Study text
________

Chair: Daniel Grushkin is a former fellow at the Woodrow Wilson International Center for Scholars, where he researched the field of synthetic biology. He is an Emerging Leader in Biosecurity at the UPMC Center of Health Security. In 2010, he co-founded Genspace in Brooklyn, NY, the world’s first community laboratory. Fast Company ranked Genspace fourth among the top 10 most innovative education companies in the world. As a journalist, he reports on the intersection of biotechnology, culture, and business for publications including Bloomberg Businessweek, Fast Company, Scientific American and Popular Science.
Co-chair: Christina Agapakis is a biologist, writer, and artist interested in microbes, symbiosis, and the future of biotechnology. She is a partner at the biological design consultancy Icosahedron Labs and an adjunct professor of Media Design Practices at Art Center College of Design. In 2014, she chaired the iGEM Design Track. She is a writer for the Scientific American blog network and other online venues. She was a resident with the Synthetic Aesthetics project and a fellow at the UCLA Art|Science Center + Lab. She has a PhD in bioengineering from Harvard, where she worked on producing hydrogen fuel in bacteria and making photosynthetic animals.

________

Data excerpts
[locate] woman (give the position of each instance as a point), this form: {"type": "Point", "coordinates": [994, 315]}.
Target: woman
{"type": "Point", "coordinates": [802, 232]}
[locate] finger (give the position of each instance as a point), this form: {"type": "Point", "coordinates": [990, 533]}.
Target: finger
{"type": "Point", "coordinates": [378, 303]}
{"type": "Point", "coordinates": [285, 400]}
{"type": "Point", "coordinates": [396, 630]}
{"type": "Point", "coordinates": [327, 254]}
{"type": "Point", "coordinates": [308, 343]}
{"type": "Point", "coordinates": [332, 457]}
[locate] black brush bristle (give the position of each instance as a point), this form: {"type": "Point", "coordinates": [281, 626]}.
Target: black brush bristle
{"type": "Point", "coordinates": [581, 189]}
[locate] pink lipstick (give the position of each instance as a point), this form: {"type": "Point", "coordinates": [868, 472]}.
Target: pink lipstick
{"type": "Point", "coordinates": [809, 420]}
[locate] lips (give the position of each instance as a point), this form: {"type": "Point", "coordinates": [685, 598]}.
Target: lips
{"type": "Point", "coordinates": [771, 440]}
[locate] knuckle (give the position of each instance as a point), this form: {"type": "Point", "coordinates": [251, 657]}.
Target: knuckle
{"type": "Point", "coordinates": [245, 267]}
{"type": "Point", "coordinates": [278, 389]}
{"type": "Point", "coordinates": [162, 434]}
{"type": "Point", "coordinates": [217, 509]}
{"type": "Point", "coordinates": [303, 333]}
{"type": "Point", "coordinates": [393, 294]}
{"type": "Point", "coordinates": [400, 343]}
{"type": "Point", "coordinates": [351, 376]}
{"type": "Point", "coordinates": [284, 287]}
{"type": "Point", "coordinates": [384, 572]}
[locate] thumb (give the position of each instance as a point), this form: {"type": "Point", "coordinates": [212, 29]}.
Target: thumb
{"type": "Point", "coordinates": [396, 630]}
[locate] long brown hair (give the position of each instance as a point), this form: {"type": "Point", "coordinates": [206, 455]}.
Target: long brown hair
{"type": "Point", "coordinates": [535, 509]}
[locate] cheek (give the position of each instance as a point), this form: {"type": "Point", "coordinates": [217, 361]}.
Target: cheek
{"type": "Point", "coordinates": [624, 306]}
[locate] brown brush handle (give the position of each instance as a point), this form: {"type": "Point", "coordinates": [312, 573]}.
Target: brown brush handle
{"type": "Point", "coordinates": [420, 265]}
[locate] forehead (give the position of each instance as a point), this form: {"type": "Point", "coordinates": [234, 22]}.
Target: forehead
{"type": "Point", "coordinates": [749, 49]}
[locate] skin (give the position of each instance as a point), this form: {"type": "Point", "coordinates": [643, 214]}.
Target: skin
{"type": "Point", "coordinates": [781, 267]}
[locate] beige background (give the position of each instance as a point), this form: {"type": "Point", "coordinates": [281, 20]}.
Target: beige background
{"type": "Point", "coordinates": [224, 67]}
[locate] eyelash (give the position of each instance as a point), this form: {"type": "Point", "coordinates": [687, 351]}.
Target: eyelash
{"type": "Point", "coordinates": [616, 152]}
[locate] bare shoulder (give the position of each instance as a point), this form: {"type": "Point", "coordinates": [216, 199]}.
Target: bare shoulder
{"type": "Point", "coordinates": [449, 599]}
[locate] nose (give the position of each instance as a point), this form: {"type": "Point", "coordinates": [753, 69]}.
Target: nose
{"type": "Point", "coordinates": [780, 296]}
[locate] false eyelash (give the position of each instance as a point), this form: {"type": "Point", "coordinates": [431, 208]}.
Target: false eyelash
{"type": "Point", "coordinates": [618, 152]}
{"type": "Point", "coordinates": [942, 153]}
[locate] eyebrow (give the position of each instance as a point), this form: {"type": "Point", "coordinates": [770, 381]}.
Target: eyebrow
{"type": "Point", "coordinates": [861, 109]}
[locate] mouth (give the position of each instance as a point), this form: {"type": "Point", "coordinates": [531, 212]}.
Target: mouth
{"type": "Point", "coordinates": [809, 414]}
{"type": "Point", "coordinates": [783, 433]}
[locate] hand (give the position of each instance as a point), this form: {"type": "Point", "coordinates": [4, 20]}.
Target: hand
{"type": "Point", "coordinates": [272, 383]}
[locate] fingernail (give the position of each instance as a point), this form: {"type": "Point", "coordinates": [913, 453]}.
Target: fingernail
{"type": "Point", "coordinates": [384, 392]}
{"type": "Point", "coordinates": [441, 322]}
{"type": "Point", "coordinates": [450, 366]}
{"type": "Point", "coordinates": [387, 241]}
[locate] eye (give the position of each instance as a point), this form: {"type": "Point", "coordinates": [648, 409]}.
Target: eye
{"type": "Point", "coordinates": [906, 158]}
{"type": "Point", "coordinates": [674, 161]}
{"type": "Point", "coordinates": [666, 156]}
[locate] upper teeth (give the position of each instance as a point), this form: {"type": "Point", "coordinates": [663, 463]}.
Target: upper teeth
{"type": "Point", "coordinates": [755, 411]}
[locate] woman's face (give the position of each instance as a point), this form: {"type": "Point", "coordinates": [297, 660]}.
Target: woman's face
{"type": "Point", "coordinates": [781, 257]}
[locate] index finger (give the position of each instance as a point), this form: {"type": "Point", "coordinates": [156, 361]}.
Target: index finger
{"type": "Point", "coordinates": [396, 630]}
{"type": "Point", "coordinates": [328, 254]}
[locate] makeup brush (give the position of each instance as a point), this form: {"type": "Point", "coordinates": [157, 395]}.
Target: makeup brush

________

Problem
Write the next part of the chair and co-chair bios above, picking up right after their final sentence.

Response box
Heather Dewey-Hagborg is a transdisciplinary artist and educator, interested in art as research and critical practice. Assistant Professor of Art and technology Studies at the School of the Art Institute of Chicago, Heather has shown work internationally at events and venues including the New York Public Library, Ars Electronica in Linz, the Poland Mediations Bienniale, the Science Gallery Dublin, University of Technology Gallery in Sydney, Maison des Arts de Créteil in Paris, among others.Her work has been featured in print in the New Yorker, New York Times, Arts Asia Pacific, Wall Street Journal, the Times of London, and Newsweek.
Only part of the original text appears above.